LIST OF TASKS:
A) In the excerpt on hyperpolarized carbon MRI in metastatic prostate cancer, what imaging strategy did the study use?
B) From the excerpt on hyperpolarized carbon MRI in metastatic prostate cancer, extract word for word the part that opens with the words containing "These preliminary results" and closes with "improving SNR [14].".

DOCUMENT EXCERPT:
-=-=-=-=-

Differential kPL was observed between viable and necrotic-appearing regions of Patient 6’s liver lesion (Supplementary Fig. 4b). These findings are consistent with other emerging reports of intra- and inter-tumoral heterogeneity in mCRPC [34] and highlight the potential utility of this imaging tool to clarify tumor biology with real-time metabolic monitoring [34,35,36,37]. The kPL heterogeneity between metastatic sites/individual patients and its biological underpinning calls for future investigation.

This study also demonstrated that this technology can provide quantitative metrics of the delivery/uptake of the injected hyperpolarized carbon isotope by measuring the total carbon SNR summing the 13C signal observed from the hyperpolarized pyruvate bolus and downstream metabolic products. Conceptually similar to SUV in PET, total carbon SNR is a metric of delivery and uptake. Of the pelvic bone involvements, patient 1, whose lesion appeared relatively more lytic on CT (Fig. 2a), had higher mean total SNRPatient 1 = 290 versus the other two cases (SNRPatient 4 = 27.4, SNRPatient 5 = 19.5) with more sclerotic appearances (Supplementary Figs. 1 and 3). This presents an intriguing concordance with PET literature in which osteolytic lesions have shown higher FDG uptake compared with osteoblastic ones [38,39,40] and glucose metabolism is known to be differently regulated in sclerotic versus lytic diseases [41].

Several key limitations should be identified for this pilot study. The correlation between metabolic biomarker kPL and total carbon SNR is yet to be elucidated in the mCRPC setting. In addition, the test–retest repeatability data are also needed moving forward. While the total carbon SNR reports tracer pharmacokinetics at each metastatic site, its quantitative accuracy can be further enhanced using automatic B1 calibration and correction for QC parameters. This study utilized a 2D single-slice imaging strategy. Future advancement in array receiver hardware [42] and MR acquisition sequences [21, 43] will enable full 3D coverage of the abdomen/pelvis and seamless integration with standard-of-care restaging scans. Dissemination of this technology, in terms of infrastructure and instruments, requires a clinical 13C polarizer and specialized MRI hardware. The on-site pharmaceutical manufacturing follows the same standard as PET, allowing for shared facility [14]. These capabilities can readily be instated in high-volume tertiary centers who manages the majority of the advanced prostate cancer cohort. Overall, future developments are warranted to address the technical needs including hardware, image acquisition and quantitative analyses, and the clinical inquiries deserve to be powered by a larger cohort study.

These preliminary results highlight the future need to metabolically characterize lymphadenopathy using HP 13C-pyruvate MRI, as management of nodal disease could be essential in the realm of biochemically recurrent and oligometastatic PCa [44,45,46,47]. For these cohorts of patients, opportunities for curative treatment are more available, and clinical outcomes are generally better than those with bone involvement and thus higher disease burden. Such future studies could be enabled by the aforementioned technical advancements to achieve higher resolution and sensitivity, and new pharmacy QC procedures that reduce HP 13C-pyruvate time-to-injection and thereby improving SNR [14].

Conclusions

This pilot study evaluated the safety and feasibility to conduct HP 13C MRI studies of patients with metastatic prostate cancer to the skeleton and viscera, which represents the most advanced and lethal form of the disease. Methods were examined and established for instrumentation setup, pharmacy manufacturing, image acquisition, and quantitative analysis. Safety was demonstrated and highly upregulated pyruvate-to-lactate conversion kPL was observed on aggressive osseous and hepatic metastases. Interval decrease of kPL was found for one patient receiving combination chemotherapy, in concordance with conventional clinical biochemical and imaging biomarkers. These findings warrant further development and investigation of HP 13C-pyruvate MRI in a larger prospective group of men with metastatic CRPC.

-=-=-=-=-

SUPPLIED INFORMATION:
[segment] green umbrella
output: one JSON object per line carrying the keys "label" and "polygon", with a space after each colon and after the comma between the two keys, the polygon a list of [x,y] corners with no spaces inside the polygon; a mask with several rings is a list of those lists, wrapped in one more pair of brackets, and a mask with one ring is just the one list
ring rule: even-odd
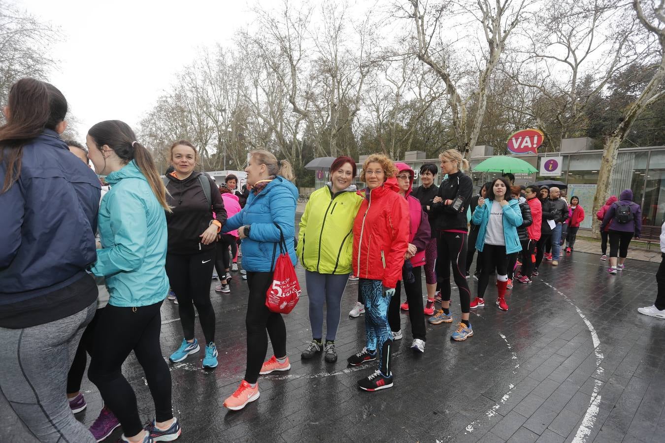
{"label": "green umbrella", "polygon": [[500,172],[502,174],[510,172],[513,174],[516,173],[531,174],[538,172],[538,169],[521,159],[509,155],[497,155],[481,161],[477,166],[473,168],[473,172]]}

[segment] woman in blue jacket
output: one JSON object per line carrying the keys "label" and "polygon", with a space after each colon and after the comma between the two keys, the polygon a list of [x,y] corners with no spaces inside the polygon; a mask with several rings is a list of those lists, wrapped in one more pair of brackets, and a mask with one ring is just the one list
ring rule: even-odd
{"label": "woman in blue jacket", "polygon": [[499,178],[492,182],[487,199],[478,199],[478,207],[473,211],[471,221],[478,226],[475,248],[483,253],[483,269],[478,282],[478,296],[471,302],[471,308],[485,306],[483,296],[489,273],[495,268],[499,288],[497,306],[507,311],[505,290],[508,286],[508,264],[514,255],[522,250],[517,234],[517,226],[523,222],[522,213],[519,201],[510,195],[510,185],[505,179]]}
{"label": "woman in blue jacket", "polygon": [[[295,266],[293,247],[295,207],[298,189],[291,182],[293,169],[286,160],[277,160],[267,151],[252,151],[245,169],[247,184],[252,186],[247,203],[231,217],[222,231],[238,230],[242,240],[243,268],[247,272],[249,300],[245,319],[247,358],[245,379],[224,401],[229,409],[242,409],[259,398],[259,374],[291,369],[287,357],[287,329],[279,313],[265,306],[265,294],[273,283],[275,262],[279,255],[280,234],[284,236],[289,255]],[[261,365],[270,335],[274,355]]]}
{"label": "woman in blue jacket", "polygon": [[[86,144],[95,170],[111,185],[99,209],[101,248],[91,270],[106,277],[110,298],[94,331],[88,377],[120,420],[123,441],[175,440],[180,426],[172,412],[171,374],[160,346],[160,308],[169,288],[166,189],[150,153],[126,124],[98,123],[88,132]],[[145,428],[121,372],[132,351],[155,404],[155,418]]]}
{"label": "woman in blue jacket", "polygon": [[67,101],[55,86],[19,80],[4,112],[0,391],[39,441],[94,442],[71,413],[65,387],[96,308],[85,269],[95,258],[99,180],[60,138]]}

-=-=-=-=-

RESPONSES:
A) A 2D single-slice imaging strategy.

B)
These preliminary results highlight the future need to metabolically characterize lymphadenopathy using HP 13C-pyruvate MRI, as management of nodal disease could be essential in the realm of biochemically recurrent and oligometastatic PCa [44,45,46,47]. For these cohorts of patients, opportunities for curative treatment are more available, and clinical outcomes are generally better than those with bone involvement and thus higher disease burden. Such future studies could be enabled by the aforementioned technical advancements to achieve higher resolution and sensitivity, and new pharmacy QC procedures that reduce HP 13C-pyruvate time-to-injection and thereby improving SNR [14].